- _Source excerpt_:
The examples show that ICP loses its coverage guarantee if we assume linear relationships for testing (3) while the true data generating process is nonlinear.

In the general nonlinear and nonparametric case, however, it becomes more difficult to guarantee the type I error rate when testing the conditional independence (3) [38]. This in contrast to nonparametric tests for (unconditional) independence [22], [26]. In a nonlinear conditional independence test setting, where we know an appropriate parametric basis expansion for the causal effect of the variables we condition on, we can of course revert back to unconditional independence testing. Apart from such special circumstances, we have to find tests that guarantee the type I error rate in (5) as closely as possible under a wide range of scenarios. We describe some methods that test (3) in Section 3 but for now let us assume that we are given such a test. We can then apply the method of nonlinear ICP (4) to the example of fertility data.

Example (fertility data)

The following sets were accepted at the level α=0.1 when using nonlinear ICP with invariant conditional quantile prediction (see Appendix II for details) as a conditional independence test:

S1={Q5}S2={IMR, Imports of goods and services, Urban pop. (% of total)}S3={IMR, Education expend. (% of GNI), Exports of goods and services, GDP per capita}

As the intersection of S1,…,S3 is empty, we have Sˆ=∅. This motivates the concept of defining sets.

2.2 Defining sets

It is often impossible to distinguish between highly correlated variables. For example, infant mortality IMR and under-five mortality Q5 are highly correlated in the data and can often be substituted for each other. We accept sets that contain either of these variables. When taking the intersection as in (4), this leads to exclusion of both variables in Sˆ and potentially to an altogether empty set Sˆ. We can instead ask for the defining sets [28], where a defining set Dˆ⊆{1,…,p} has the properties

S∩Dˆ≠∅ for all S such that H0,S is accepted.
there exists no strictly smaller set D′ with D′⊂Dˆ for which property (i) is true.

- _Required task_:
What comes next in the passage on nonlinear invariant causal prediction and defining sets? Carry it on from its last line.

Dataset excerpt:
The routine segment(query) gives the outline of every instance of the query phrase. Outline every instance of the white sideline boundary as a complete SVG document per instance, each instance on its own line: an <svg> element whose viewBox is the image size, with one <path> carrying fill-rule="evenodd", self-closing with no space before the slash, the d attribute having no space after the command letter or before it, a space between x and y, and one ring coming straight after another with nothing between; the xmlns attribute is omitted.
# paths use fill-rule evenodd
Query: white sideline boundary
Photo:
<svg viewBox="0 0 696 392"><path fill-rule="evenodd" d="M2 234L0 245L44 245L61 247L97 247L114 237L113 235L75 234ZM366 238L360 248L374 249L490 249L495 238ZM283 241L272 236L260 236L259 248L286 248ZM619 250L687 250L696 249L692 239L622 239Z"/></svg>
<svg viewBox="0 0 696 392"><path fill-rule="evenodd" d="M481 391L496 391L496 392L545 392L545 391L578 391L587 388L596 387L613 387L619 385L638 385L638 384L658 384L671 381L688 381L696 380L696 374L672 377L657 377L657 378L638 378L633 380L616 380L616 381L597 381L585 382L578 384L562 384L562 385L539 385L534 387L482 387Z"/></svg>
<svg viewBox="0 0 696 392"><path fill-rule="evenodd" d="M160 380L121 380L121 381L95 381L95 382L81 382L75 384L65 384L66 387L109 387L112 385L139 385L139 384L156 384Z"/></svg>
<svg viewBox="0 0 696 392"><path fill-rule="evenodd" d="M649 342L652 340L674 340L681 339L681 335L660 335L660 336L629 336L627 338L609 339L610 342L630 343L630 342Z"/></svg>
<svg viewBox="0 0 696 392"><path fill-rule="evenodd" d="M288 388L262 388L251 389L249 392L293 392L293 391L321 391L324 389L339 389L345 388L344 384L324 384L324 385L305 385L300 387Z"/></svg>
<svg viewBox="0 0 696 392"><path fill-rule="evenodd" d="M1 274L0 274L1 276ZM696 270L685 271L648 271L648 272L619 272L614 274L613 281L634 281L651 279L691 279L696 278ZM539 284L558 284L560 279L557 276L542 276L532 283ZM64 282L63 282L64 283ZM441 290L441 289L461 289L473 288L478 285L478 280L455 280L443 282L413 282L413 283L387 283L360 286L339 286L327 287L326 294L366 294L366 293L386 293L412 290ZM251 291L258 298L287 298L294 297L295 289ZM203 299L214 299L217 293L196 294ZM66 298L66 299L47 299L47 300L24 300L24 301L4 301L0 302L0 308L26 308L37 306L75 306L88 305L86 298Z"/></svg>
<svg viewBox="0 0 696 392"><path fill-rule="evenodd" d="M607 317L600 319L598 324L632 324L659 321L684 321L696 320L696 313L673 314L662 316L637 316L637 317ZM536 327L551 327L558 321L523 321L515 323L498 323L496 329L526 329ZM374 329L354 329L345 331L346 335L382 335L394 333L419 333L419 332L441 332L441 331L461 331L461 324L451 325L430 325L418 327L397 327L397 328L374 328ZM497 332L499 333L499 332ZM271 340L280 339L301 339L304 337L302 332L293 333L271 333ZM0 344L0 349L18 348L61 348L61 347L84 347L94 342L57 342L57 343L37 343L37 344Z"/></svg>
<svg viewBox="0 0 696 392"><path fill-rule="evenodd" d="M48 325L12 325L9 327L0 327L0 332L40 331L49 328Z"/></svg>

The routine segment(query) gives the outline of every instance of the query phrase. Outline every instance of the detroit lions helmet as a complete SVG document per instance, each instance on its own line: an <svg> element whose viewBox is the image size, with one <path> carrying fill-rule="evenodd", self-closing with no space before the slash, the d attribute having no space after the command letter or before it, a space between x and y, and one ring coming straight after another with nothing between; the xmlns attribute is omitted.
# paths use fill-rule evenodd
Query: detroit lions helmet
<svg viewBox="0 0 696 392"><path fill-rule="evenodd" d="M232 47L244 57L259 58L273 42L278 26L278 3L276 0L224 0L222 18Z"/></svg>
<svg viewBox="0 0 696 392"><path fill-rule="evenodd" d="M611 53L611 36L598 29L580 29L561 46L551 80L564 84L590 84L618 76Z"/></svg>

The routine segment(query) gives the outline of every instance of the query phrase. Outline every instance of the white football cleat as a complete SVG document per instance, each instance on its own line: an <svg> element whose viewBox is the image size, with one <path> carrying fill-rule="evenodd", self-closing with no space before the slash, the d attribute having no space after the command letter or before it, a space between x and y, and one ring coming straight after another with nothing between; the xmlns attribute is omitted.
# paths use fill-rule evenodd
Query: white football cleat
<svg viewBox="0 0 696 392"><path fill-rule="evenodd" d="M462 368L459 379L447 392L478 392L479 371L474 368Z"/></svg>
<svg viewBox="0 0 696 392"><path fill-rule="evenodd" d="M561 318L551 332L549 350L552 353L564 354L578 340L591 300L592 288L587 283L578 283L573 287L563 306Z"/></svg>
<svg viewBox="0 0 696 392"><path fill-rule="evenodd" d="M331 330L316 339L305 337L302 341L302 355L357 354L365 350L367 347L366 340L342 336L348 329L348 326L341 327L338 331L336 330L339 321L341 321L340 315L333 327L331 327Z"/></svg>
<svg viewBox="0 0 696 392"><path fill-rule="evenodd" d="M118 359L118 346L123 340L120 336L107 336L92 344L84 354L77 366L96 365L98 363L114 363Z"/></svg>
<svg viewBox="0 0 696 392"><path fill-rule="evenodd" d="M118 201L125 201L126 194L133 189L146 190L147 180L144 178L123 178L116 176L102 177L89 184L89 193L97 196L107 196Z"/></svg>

- _Result of this task_:
In words, we are looking for subsets Dˆ, such that each accepted set S has at least one element that also appears in Dˆ. If the intersection Sˆ (4) is non-empty, any subset of Sˆ that contains only one variable is a defining set. Defining set are especially useful, however, in cases where the intersection Sˆis empty. We still know that, with high probability, at least one of the variables in the defining set Dˆ has to be a parent. Defining sets are not necessarily unique. Given a defining set Dˆ, we thus know that

P(S∗∩Dˆ=∅)≤P(H0,S∗rejected)≤α.

That is, a) at least one of the variables in the defining set Dˆ is a parent of the target, and b) the data do not allow to resolve it on a finer scale.

Example (fertility data)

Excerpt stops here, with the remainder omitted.